What to produce - Arrange every line of the records below as a Markdown table with two columns, Number and Line, skipping blank lines and leaving the pictures out.

--- Start ---

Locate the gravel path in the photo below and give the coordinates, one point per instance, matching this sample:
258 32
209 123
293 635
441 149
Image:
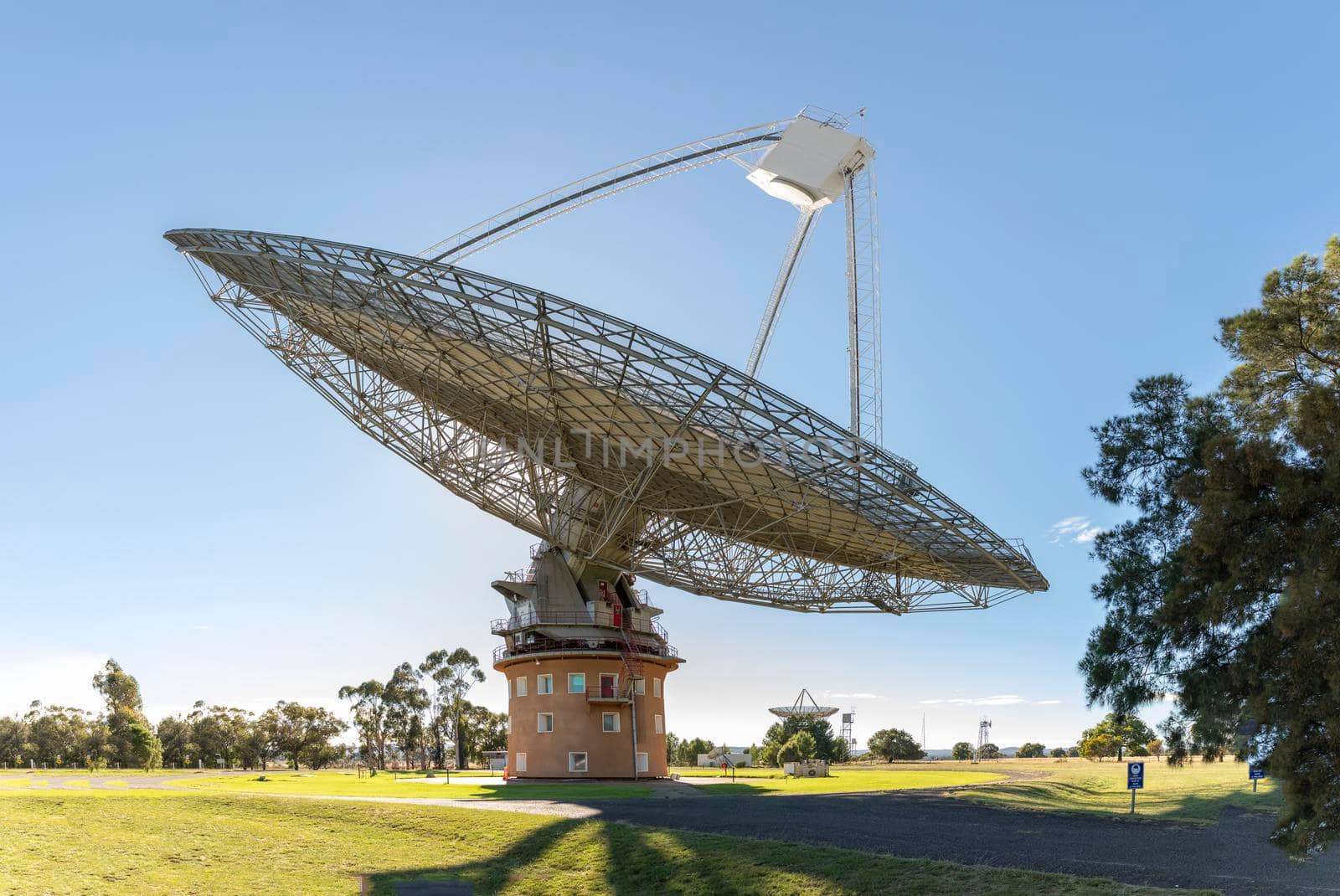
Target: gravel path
1232 856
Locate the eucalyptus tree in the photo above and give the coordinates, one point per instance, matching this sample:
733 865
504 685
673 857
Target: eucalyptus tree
455 674
1224 590
368 705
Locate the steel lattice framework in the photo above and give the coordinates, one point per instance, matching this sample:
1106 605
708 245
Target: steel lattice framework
567 424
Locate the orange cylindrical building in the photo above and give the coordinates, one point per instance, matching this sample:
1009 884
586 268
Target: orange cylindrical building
586 667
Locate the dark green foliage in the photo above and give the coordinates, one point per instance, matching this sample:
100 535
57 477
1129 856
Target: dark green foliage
131 741
302 733
894 744
801 746
368 705
1225 588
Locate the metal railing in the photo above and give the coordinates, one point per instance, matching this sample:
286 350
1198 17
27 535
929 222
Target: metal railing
555 618
542 646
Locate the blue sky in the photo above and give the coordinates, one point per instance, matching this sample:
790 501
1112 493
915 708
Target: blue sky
1069 196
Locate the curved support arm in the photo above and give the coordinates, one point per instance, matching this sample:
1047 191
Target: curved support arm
781 287
603 183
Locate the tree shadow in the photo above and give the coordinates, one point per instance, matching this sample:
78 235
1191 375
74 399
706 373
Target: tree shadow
487 875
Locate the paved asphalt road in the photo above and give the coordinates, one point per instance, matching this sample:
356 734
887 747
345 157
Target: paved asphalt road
1232 856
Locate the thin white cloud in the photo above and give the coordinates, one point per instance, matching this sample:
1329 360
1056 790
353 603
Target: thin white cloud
1074 531
1000 699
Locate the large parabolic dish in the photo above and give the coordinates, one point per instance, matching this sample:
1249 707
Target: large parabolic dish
603 438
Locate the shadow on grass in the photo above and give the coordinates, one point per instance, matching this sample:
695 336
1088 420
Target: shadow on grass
488 876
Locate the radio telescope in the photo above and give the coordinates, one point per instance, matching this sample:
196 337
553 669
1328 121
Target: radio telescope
804 708
626 453
571 424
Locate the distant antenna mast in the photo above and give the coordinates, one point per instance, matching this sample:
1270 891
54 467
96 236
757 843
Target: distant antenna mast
984 733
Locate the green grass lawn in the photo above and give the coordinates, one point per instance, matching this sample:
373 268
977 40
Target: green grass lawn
1196 792
348 784
843 780
188 842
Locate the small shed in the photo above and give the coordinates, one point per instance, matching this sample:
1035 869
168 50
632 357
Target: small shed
807 769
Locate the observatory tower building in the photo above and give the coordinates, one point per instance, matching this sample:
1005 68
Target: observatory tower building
586 665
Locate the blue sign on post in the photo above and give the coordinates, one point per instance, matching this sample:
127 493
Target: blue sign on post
1134 780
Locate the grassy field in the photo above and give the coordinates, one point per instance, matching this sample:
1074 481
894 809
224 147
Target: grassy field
348 784
1196 792
188 842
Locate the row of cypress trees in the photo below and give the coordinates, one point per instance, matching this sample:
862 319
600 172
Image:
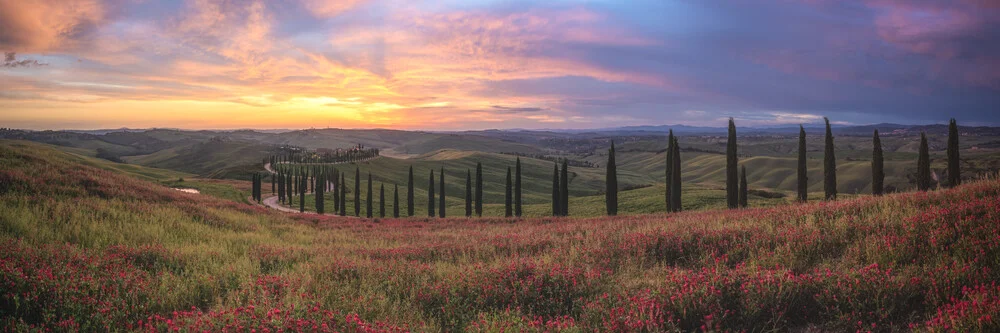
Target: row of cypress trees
737 192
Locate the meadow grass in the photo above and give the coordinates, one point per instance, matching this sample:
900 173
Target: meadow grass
86 248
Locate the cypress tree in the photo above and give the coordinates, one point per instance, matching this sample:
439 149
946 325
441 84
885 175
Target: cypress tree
744 191
732 160
343 196
336 191
923 165
669 179
803 183
479 189
302 194
675 189
517 187
441 211
468 193
556 206
954 171
395 200
829 165
409 193
357 192
611 179
320 192
368 197
564 191
430 195
508 212
878 171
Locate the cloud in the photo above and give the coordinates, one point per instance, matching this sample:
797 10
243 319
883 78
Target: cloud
508 109
48 25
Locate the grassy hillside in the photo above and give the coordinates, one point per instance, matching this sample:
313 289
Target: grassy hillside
86 248
212 159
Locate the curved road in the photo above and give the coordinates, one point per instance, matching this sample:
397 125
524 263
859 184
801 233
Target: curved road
272 201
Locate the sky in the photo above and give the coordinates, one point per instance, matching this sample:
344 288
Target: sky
482 64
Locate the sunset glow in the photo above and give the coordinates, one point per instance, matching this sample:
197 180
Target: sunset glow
494 64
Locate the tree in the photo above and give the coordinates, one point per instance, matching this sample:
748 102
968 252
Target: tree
878 170
343 196
611 180
468 193
395 200
320 192
479 189
732 186
669 178
302 194
556 206
368 197
675 186
336 191
409 193
744 191
954 171
430 195
829 165
507 199
517 187
564 191
381 200
357 192
923 165
441 211
803 183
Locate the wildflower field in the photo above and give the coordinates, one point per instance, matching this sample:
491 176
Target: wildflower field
84 248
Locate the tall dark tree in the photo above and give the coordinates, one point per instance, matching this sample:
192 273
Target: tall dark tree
556 206
343 196
441 212
878 170
357 192
675 185
611 179
479 189
517 187
368 197
954 171
320 193
744 191
409 194
829 165
564 190
732 161
302 194
803 183
381 200
336 190
669 179
508 211
430 195
395 200
468 193
923 165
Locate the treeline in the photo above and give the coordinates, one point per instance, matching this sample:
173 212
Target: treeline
293 179
355 154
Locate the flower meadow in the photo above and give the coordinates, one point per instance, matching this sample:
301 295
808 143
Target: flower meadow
87 249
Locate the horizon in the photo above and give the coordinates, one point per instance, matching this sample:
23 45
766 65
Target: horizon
459 65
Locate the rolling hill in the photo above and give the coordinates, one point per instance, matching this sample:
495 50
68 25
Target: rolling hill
97 249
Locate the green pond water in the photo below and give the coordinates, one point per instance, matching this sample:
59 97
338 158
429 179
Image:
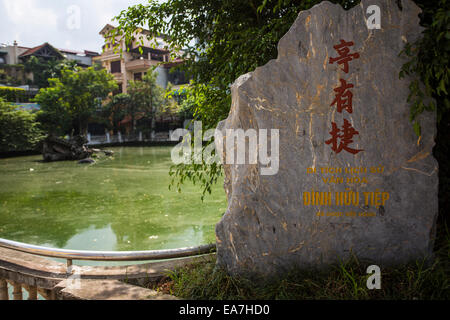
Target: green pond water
120 203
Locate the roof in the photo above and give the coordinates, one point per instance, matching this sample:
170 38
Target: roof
109 27
31 51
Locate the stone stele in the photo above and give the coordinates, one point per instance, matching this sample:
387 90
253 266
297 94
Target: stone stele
379 204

--- End ---

Written response -
| Number | Line |
|---|---|
| 1 | Locate the gravel path in the photo below and give the coordinates, one point per instance, matching this sample: |
| 2 | 258 32 |
| 3 | 209 123 |
| 4 | 293 635 |
| 5 | 441 149 |
| 6 | Image: |
| 7 | Target: gravel path |
| 8 | 1232 856 |
| 9 | Locate the eucalyptus tree in the photo above and give the coordinates, one point per instance, matching this sample: |
| 10 | 733 865 |
| 11 | 504 685 |
| 12 | 673 857 |
| 13 | Target: eucalyptus tree |
| 14 | 455 674 |
| 15 | 1224 590 |
| 16 | 368 705 |
| 17 | Locate the steel lattice framework in the photo above and give the coordinates, one point per instance, matching this sample: |
| 18 | 1106 605 |
| 19 | 708 245 |
| 20 | Target: steel lattice framework |
| 21 | 567 424 |
| 22 | Locate the orange cylindrical building in the photo above and give the coordinates, one point per instance, matching this sample: |
| 23 | 1009 884 |
| 24 | 586 268 |
| 25 | Target: orange cylindrical building |
| 26 | 586 667 |
| 27 | Locate the dark green foliage in the photo above and give the coordinates, one point per instance, matching this sample: |
| 28 | 100 535 |
| 29 | 57 477 |
| 30 | 1129 856 |
| 31 | Target: dark green foliage |
| 32 | 131 741 |
| 33 | 302 733 |
| 34 | 894 744 |
| 35 | 801 746 |
| 36 | 368 705 |
| 37 | 1225 588 |
| 38 | Locate the metal railing in the photo above and give the coordinates, one point per instance, matching this sample: |
| 39 | 286 350 |
| 40 | 1198 17 |
| 41 | 27 535 |
| 42 | 929 222 |
| 43 | Target: metal railing |
| 44 | 555 618 |
| 45 | 542 646 |
| 46 | Locate the blue sky in the photo above and give the coordinates, one point per instance, matching this sample: |
| 47 | 790 501 |
| 48 | 1112 493 |
| 49 | 915 708 |
| 50 | Target: blue sky |
| 51 | 1069 196 |
| 52 | Locate the curved support arm in the photo above and give the coordinates, one point per instance, matching this sample: |
| 53 | 1047 191 |
| 54 | Target: curved support arm |
| 55 | 781 287 |
| 56 | 603 183 |
| 57 | Locate the tree shadow in the photo above and give the coordinates, one point per instance, matching this sample: |
| 58 | 78 235 |
| 59 | 1191 375 |
| 60 | 74 399 |
| 61 | 706 373 |
| 62 | Target: tree shadow |
| 63 | 487 875 |
| 64 | Locate the paved asphalt road in the photo above and give the coordinates, one point per instance, matching this sample: |
| 65 | 356 734 |
| 66 | 887 747 |
| 67 | 345 157 |
| 68 | Target: paved asphalt road |
| 69 | 1232 856 |
| 70 | Locate the thin white cloud in the photo above and give the coordinates, one point per instance, matching this sample: |
| 71 | 1329 360 |
| 72 | 1056 790 |
| 73 | 353 603 |
| 74 | Target: thin white cloud |
| 75 | 1074 531 |
| 76 | 1000 699 |
| 77 | Locate the large parabolic dish in the photo above and give the coordinates, one point per instance, matching this sample: |
| 78 | 1249 707 |
| 79 | Target: large parabolic dish |
| 80 | 603 438 |
| 81 | Locate the shadow on grass in the photo above and give the coordinates, one point per instance, matching this sample: |
| 82 | 695 336 |
| 83 | 1088 420 |
| 84 | Target: shadow on grass |
| 85 | 488 876 |
| 86 | Locate the radio telescope in the photo above and give the coordinates, one point per instance, matching this sample: |
| 87 | 196 337 |
| 88 | 553 669 |
| 89 | 1328 121 |
| 90 | Target: radio telescope |
| 91 | 804 708 |
| 92 | 626 453 |
| 93 | 571 424 |
| 94 | Locate the distant antenna mast in the photo above and give the coordinates, one point per instance, matching this sample: |
| 95 | 1270 891 |
| 96 | 54 467 |
| 97 | 96 236 |
| 98 | 757 843 |
| 99 | Target: distant antenna mast |
| 100 | 984 733 |
| 101 | Locate the green grass lawn in the photo above and give the coordinates, one point per instance, matching this sample: |
| 102 | 373 268 |
| 103 | 977 40 |
| 104 | Target: green grass lawn |
| 105 | 1196 792 |
| 106 | 348 784 |
| 107 | 843 780 |
| 108 | 188 842 |
| 109 | Locate the small shed in the photo above and give the coordinates, one point per instance, matching this sample: |
| 110 | 1035 869 |
| 111 | 168 50 |
| 112 | 632 357 |
| 113 | Target: small shed |
| 114 | 807 769 |
| 115 | Locate the observatory tower building in the photo above and give the coordinates, one point per instance, matching this sample: |
| 116 | 1005 68 |
| 117 | Target: observatory tower building |
| 118 | 586 665 |
| 119 | Locate the blue sign on post in the photo above and give the coordinates, one point per instance, matching this sample: |
| 120 | 127 493 |
| 121 | Target: blue sign on post |
| 122 | 1134 780 |
| 123 | Locate the grassy field in the photo above and give the coordinates, one point per instance, matching this sample: |
| 124 | 1074 481 |
| 125 | 894 809 |
| 126 | 224 147 |
| 127 | Target: grassy field |
| 128 | 348 784 |
| 129 | 1196 792 |
| 130 | 188 842 |
| 131 | Locate the row of cypress trees in the photo below and give the coordinates, one point per instance, matching this sample: |
| 132 | 862 319 |
| 133 | 600 172 |
| 134 | Image: |
| 135 | Target: row of cypress trees |
| 136 | 737 192 |
| 137 | Locate the meadow grass in the photo above and give the coordinates, one point per instance, matching this sample: |
| 138 | 900 173 |
| 139 | Target: meadow grass |
| 140 | 86 248 |
| 141 | Locate the cypress tree in the photo above and give the coordinates, one point per instance, matching this sample: |
| 142 | 439 149 |
| 143 | 946 325 |
| 144 | 441 84 |
| 145 | 885 175 |
| 146 | Target: cypress tree |
| 147 | 744 191 |
| 148 | 732 160 |
| 149 | 343 196 |
| 150 | 336 191 |
| 151 | 923 165 |
| 152 | 669 179 |
| 153 | 803 183 |
| 154 | 479 189 |
| 155 | 302 194 |
| 156 | 675 189 |
| 157 | 517 187 |
| 158 | 441 211 |
| 159 | 468 193 |
| 160 | 556 206 |
| 161 | 954 171 |
| 162 | 395 200 |
| 163 | 829 165 |
| 164 | 409 193 |
| 165 | 357 192 |
| 166 | 611 179 |
| 167 | 320 192 |
| 168 | 368 197 |
| 169 | 564 191 |
| 170 | 430 195 |
| 171 | 508 212 |
| 172 | 878 171 |
| 173 | Locate the cloud in the photo above and give the coordinates, one point per instance, matching this sample: |
| 174 | 797 10 |
| 175 | 243 319 |
| 176 | 883 78 |
| 177 | Target: cloud |
| 178 | 508 109 |
| 179 | 48 25 |
| 180 | Locate the grassy hillside in the photo above and give the coordinates, one point per instance, matching this sample: |
| 181 | 313 289 |
| 182 | Target: grassy hillside |
| 183 | 86 248 |
| 184 | 212 159 |
| 185 | Locate the curved road in the photo above and give the coordinates, one point per instance, matching this sample: |
| 186 | 397 125 |
| 187 | 524 263 |
| 188 | 859 184 |
| 189 | 801 233 |
| 190 | Target: curved road |
| 191 | 272 201 |
| 192 | Locate the sky in the photo above and give the coordinates, one point per instance, matching this sample: |
| 193 | 344 288 |
| 194 | Target: sky |
| 195 | 482 64 |
| 196 | Locate the sunset glow in the photo above and give the coordinates, one point per instance, matching this sample: |
| 197 | 197 180 |
| 198 | Target: sunset glow |
| 199 | 494 64 |
| 200 | Locate the tree in the photo above and give the coordinates, one point per instance, matching this sample: |
| 201 | 748 102 |
| 202 | 968 252 |
| 203 | Target: tree |
| 204 | 878 170 |
| 205 | 343 196 |
| 206 | 611 180 |
| 207 | 468 193 |
| 208 | 395 200 |
| 209 | 320 192 |
| 210 | 479 189 |
| 211 | 732 186 |
| 212 | 669 178 |
| 213 | 302 194 |
| 214 | 556 206 |
| 215 | 368 197 |
| 216 | 675 186 |
| 217 | 336 191 |
| 218 | 409 193 |
| 219 | 744 191 |
| 220 | 954 171 |
| 221 | 430 195 |
| 222 | 829 165 |
| 223 | 507 199 |
| 224 | 517 187 |
| 225 | 564 191 |
| 226 | 381 200 |
| 227 | 357 192 |
| 228 | 923 165 |
| 229 | 441 211 |
| 230 | 803 183 |
| 231 | Locate the wildflower field in the photo above and give the coordinates, one point per instance, matching this sample: |
| 232 | 491 176 |
| 233 | Target: wildflower field |
| 234 | 84 248 |
| 235 | Locate the tall dark tree in the photo above and give the coordinates, one point per instance, matching this sample: |
| 236 | 192 273 |
| 237 | Target: tall dark tree |
| 238 | 556 206 |
| 239 | 343 196 |
| 240 | 441 212 |
| 241 | 878 170 |
| 242 | 357 192 |
| 243 | 675 185 |
| 244 | 611 179 |
| 245 | 479 189 |
| 246 | 517 187 |
| 247 | 368 197 |
| 248 | 954 171 |
| 249 | 320 193 |
| 250 | 744 191 |
| 251 | 409 194 |
| 252 | 829 165 |
| 253 | 564 190 |
| 254 | 732 161 |
| 255 | 302 194 |
| 256 | 803 183 |
| 257 | 381 200 |
| 258 | 336 190 |
| 259 | 669 179 |
| 260 | 508 211 |
| 261 | 430 195 |
| 262 | 395 200 |
| 263 | 468 193 |
| 264 | 923 165 |
| 265 | Locate the treeline in the photo above and give the coordinates, one point per instance, matching this sample: |
| 266 | 173 212 |
| 267 | Target: treeline |
| 268 | 293 179 |
| 269 | 355 154 |
| 270 | Locate the flower meadow in the photo above and give the coordinates, one point per instance, matching this sample: |
| 271 | 301 295 |
| 272 | 808 143 |
| 273 | Target: flower meadow |
| 274 | 87 249 |
| 275 | Locate the horizon in the photo above and give the coordinates, one point per instance, matching this sample: |
| 276 | 23 45 |
| 277 | 766 65 |
| 278 | Target: horizon |
| 279 | 459 65 |
| 280 | Locate the rolling hill in the photo above and give the coordinates, one point per instance, matching this sample: |
| 281 | 495 50 |
| 282 | 68 25 |
| 283 | Target: rolling hill |
| 284 | 97 249 |
| 285 | Locate the green pond water in the photo below and give the coordinates, one point per instance, matching this sample: |
| 286 | 59 97 |
| 287 | 338 158 |
| 288 | 429 179 |
| 289 | Image: |
| 290 | Target: green pond water |
| 291 | 120 203 |
| 292 | Locate the roof in the photo above and give the coordinates, one point per instance, matching this sample: |
| 293 | 170 38 |
| 294 | Target: roof |
| 295 | 109 27 |
| 296 | 31 51 |
| 297 | Locate the stone stele in the photo above and give the coordinates, one point per instance, matching this sample: |
| 298 | 387 90 |
| 299 | 253 266 |
| 300 | 297 94 |
| 301 | Target: stone stele |
| 302 | 379 204 |